- _Tâches à réaliser_
(a) Résumez l'extrait cité en deux phrases.
(b) Dans la liste, substituez « rock wall » à « cliff face » sur le passage allant de la ligne qui contient « If the cliff » jusqu'à celle qui contient « [0,0,220,113] », bornes comprises. Ne changez rien d'autre et ne redonnez que ces lignes.

- _Extrait cité_
▬▬▬
La Confédération des patrons irlandais a appelé à voter "oui" au référendum du 31 mai.

"Cet engagement est un investissement pour l'avenir de nos enfants et de notre pays. Plus jamais un gouvernement ne sera capable de se comporter imprudemment et de façon arrogante avec l'argent du peuple" a déclaré le ministre des Finances Michael Noonan. Enda Kenny a également mis l'accent sur les mécanismes correctifs que prévoit le pacte budgétaire européen (ceux-ci se déclenchent automatiquement dans les cas où les règles sont prêtes à être enfreintes). "Il est logique qu'en ces temps difficiles, ceux qui sont prêts à offrir une aide financière aux autres puissent obtenir l'assurance que ceux qui reçoivent leur aide sont prêts à mener des politiques saines et sensées" a-t-il déclaré.

Le principal parti d'opposition, le Fianna Fail (FF), est favorable à la ratification du pacte budgétaire européen qu'il décrit comme "bon pour l'Irlande et bon pour la zone euro". "Dans 2 ans, l'Irlande devra lever 18 milliards €. Nous voulons que notre pays puisse emprunter à des taux d'intérêt abordables sur un marché ouvert. Si cela n'est pas possible, nous voulons que l'Irlande ait une option alternative. Les deux choses exigent un contrôle du budget et un accès au Mécanisme européen de stabilité. Si les investisseurs savent que nous disposons d'un budget solide et que nous sommes soutenus par l'Europe, ils accepteront de nous prêter de l'argent à des taux d'intérêt minimum " a déclaré le leader du parti Micheal Martin.

La Commissaire européenne en charge de la Recherche et de l'Innovation, Maire Geoghegan-Quinn (FF), a affirmé qu'un vote "oui" signalerait "le retour de l'Irlande".
▬▬▬
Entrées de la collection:
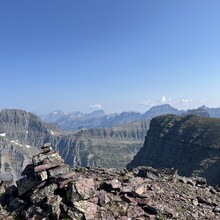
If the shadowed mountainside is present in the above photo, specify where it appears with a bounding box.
[127,115,220,184]
[0,109,150,182]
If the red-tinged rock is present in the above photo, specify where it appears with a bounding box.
[98,190,110,206]
[16,176,38,196]
[32,151,61,166]
[47,164,69,177]
[66,210,85,220]
[65,182,82,203]
[73,200,98,220]
[75,177,96,199]
[30,183,58,203]
[36,171,48,182]
[43,195,62,219]
[127,206,145,219]
[34,160,64,173]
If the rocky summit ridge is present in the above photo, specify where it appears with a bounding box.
[0,144,220,220]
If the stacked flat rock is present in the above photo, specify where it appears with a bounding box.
[0,144,220,220]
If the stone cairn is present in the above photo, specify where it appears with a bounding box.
[0,144,220,220]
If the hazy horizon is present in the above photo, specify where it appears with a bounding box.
[0,0,220,114]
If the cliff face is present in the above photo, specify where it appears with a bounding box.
[57,121,149,168]
[127,115,220,184]
[0,147,220,220]
[0,109,149,182]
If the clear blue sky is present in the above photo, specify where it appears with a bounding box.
[0,0,220,113]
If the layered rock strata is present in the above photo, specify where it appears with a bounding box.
[0,144,220,220]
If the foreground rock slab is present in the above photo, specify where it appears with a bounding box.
[0,144,220,220]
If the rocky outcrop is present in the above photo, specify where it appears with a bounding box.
[127,115,220,185]
[0,144,220,220]
[0,109,149,182]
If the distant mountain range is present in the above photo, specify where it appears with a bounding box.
[41,104,220,130]
[0,105,220,184]
[127,115,220,185]
[0,109,150,182]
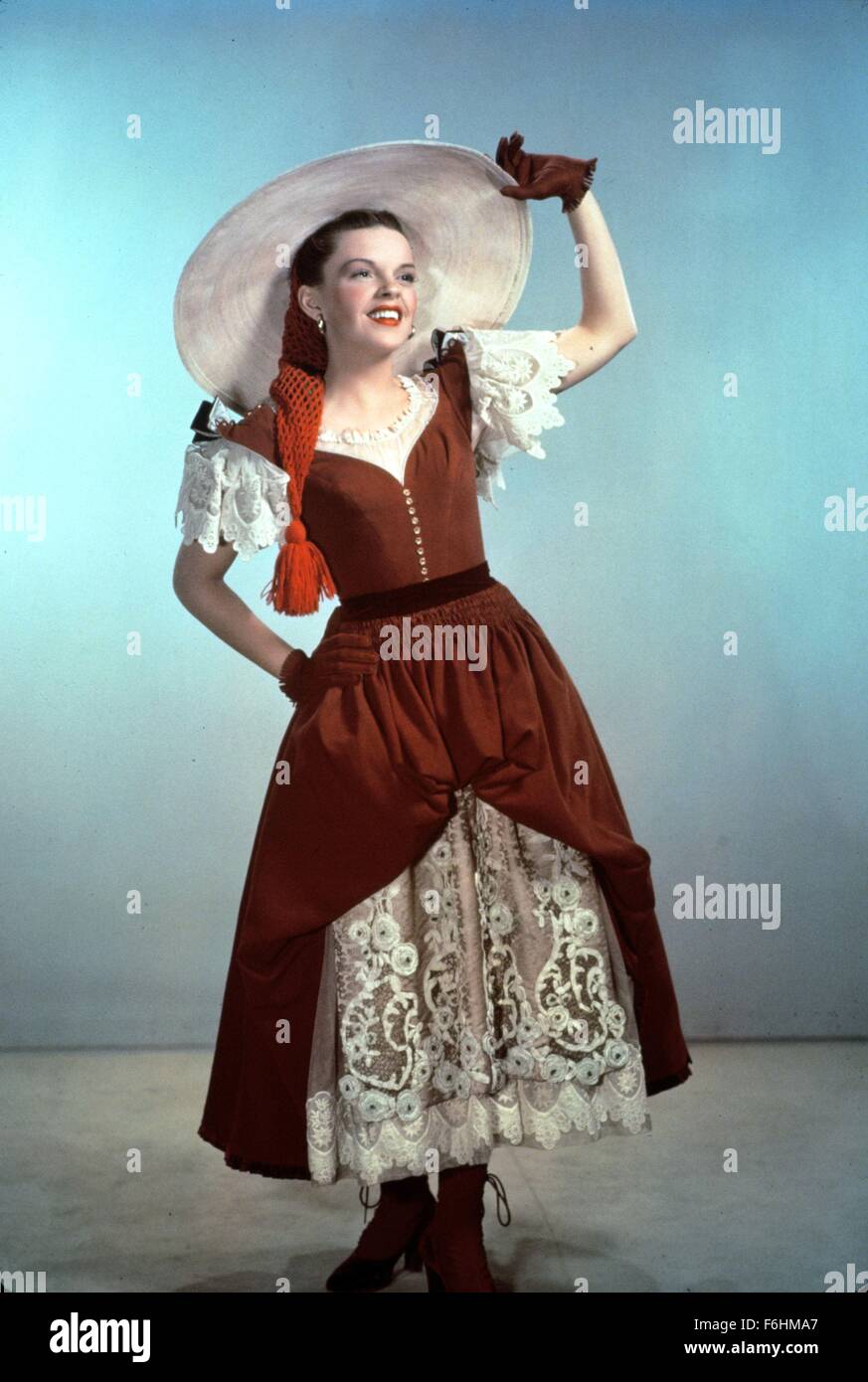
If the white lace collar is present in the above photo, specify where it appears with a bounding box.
[256,375,436,442]
[316,375,423,440]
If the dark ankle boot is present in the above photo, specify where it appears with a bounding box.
[326,1176,436,1291]
[421,1163,511,1293]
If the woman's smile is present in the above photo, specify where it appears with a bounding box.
[366,307,404,326]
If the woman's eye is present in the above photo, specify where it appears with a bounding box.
[350,268,416,283]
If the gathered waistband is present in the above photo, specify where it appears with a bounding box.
▬▬▬
- _Réponses aux tâches_
(a) La Confédération des patrons irlandais appelle à voter « oui » au référendum du 31 mai, tandis que le ministre des Finances Michael Noonan et Enda Kenny défendent cet engagement et les mécanismes correctifs du pacte budgétaire européen. Le Fianna Fail, principal parti d'opposition, soutient lui aussi la ratification : son leader Micheal Martin estime qu'un budget solide et l'accès au Mécanisme européen de stabilité permettront à l'Irlande d'emprunter à des taux d'intérêt abordables.

(b)
If the rock wall is present in the above photo, specify where it appears with a bounding box.
[57,121,149,168]
[127,115,220,184]
[0,147,220,220]
[0,109,149,182]
If the clear blue sky is present in the above photo, specify where it appears with a bounding box.
[0,0,220,113]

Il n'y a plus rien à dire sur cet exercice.